===== Excerpted data

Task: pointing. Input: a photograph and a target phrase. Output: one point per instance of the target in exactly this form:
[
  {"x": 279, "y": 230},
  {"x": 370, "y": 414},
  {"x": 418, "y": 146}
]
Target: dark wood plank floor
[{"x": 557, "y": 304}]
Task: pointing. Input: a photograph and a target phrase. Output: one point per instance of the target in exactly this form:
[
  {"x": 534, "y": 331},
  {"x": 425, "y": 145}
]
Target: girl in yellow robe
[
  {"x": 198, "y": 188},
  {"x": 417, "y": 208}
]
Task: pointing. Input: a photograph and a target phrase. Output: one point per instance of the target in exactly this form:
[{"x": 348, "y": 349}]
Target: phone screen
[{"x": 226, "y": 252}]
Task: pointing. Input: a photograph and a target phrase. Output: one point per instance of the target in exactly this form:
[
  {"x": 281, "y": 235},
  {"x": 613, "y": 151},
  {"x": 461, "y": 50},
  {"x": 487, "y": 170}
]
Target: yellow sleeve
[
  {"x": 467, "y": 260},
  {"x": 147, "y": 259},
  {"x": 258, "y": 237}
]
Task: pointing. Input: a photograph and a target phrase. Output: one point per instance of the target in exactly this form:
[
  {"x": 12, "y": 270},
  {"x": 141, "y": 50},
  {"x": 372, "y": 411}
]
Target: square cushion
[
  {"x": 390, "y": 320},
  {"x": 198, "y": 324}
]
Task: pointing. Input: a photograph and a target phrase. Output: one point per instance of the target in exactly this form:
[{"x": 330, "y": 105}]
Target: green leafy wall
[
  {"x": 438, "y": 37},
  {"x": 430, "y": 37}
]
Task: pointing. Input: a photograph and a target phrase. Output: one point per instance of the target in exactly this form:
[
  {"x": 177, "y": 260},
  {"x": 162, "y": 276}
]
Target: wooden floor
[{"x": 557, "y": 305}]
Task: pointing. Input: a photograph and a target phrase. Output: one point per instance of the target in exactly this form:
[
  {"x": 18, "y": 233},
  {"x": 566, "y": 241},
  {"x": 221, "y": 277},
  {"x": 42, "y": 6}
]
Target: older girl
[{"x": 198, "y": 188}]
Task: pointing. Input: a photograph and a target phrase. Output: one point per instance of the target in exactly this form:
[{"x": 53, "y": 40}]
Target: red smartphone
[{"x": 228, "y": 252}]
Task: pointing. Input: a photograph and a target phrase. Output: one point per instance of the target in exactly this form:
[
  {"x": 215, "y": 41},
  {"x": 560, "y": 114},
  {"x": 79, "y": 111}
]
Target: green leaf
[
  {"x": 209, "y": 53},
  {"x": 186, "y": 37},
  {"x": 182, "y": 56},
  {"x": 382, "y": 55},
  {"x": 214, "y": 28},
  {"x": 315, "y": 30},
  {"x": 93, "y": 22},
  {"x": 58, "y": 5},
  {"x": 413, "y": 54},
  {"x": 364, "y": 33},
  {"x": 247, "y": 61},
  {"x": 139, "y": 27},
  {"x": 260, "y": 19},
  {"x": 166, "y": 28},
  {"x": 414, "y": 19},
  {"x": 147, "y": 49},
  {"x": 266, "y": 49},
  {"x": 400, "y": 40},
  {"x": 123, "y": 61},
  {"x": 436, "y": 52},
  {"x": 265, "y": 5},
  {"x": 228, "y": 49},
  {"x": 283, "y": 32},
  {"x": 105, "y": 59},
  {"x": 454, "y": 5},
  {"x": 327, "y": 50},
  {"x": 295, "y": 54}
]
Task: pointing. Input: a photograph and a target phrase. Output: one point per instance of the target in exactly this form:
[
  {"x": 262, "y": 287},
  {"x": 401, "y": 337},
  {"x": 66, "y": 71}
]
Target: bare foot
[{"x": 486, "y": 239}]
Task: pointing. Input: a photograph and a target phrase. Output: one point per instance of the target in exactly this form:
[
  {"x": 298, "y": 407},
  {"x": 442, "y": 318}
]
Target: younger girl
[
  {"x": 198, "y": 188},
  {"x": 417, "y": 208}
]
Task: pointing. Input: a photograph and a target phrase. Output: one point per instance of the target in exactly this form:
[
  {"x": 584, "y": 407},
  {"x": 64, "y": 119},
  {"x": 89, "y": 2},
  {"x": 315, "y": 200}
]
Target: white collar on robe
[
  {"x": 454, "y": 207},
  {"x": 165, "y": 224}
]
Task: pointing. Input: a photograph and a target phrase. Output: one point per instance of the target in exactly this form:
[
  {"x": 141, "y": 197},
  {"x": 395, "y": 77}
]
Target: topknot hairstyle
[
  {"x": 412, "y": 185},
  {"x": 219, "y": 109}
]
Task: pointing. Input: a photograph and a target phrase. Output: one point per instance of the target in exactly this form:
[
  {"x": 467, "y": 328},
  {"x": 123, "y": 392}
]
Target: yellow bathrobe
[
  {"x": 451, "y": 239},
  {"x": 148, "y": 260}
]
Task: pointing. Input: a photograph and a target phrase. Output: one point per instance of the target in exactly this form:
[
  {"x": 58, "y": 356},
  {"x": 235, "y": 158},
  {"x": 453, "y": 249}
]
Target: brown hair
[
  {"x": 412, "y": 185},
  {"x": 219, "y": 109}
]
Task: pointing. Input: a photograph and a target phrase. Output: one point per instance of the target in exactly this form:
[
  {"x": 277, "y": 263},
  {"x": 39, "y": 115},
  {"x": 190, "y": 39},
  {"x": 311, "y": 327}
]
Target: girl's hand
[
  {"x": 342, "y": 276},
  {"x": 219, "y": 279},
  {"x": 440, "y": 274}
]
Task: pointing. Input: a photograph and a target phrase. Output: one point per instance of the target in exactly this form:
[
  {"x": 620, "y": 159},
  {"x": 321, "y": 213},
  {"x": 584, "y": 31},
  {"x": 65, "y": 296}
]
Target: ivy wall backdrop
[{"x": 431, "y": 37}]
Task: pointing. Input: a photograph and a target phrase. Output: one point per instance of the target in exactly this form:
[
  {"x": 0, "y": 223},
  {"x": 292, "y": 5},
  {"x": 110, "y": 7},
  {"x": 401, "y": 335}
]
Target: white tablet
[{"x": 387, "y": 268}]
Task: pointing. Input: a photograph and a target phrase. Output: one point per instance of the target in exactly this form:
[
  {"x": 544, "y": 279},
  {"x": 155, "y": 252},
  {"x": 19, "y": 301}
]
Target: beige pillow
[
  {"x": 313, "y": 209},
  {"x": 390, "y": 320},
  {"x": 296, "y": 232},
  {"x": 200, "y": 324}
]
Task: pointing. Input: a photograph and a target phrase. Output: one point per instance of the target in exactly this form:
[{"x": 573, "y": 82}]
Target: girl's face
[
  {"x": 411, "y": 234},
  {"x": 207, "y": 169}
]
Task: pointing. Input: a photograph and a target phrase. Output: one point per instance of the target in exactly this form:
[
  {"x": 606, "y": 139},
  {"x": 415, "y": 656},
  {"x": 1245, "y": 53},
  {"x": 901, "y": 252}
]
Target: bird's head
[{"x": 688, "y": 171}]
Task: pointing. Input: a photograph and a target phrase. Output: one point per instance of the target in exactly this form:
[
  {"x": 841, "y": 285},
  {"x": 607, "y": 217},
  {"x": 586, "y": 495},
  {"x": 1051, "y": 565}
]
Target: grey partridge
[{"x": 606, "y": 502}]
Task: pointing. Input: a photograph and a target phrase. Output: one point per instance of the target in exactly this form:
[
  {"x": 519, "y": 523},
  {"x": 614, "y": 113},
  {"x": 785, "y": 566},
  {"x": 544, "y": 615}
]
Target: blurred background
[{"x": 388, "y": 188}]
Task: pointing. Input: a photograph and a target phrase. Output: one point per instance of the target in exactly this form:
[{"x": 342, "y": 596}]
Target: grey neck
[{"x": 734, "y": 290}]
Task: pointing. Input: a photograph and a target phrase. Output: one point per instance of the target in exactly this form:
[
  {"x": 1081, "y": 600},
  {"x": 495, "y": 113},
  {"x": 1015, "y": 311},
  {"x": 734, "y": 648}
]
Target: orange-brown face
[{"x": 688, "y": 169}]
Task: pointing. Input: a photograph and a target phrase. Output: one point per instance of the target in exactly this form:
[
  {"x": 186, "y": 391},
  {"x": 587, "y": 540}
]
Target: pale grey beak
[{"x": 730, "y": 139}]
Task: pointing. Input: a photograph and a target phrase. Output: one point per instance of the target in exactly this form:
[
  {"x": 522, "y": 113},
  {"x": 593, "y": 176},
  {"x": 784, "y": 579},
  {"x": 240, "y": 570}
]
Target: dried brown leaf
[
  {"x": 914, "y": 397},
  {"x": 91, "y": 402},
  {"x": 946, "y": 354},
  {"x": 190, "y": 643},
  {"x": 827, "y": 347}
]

==========

Count the lines in the records above that contain the string "brown", treating uppercase and lowercase as different. Reply with the number alone.

3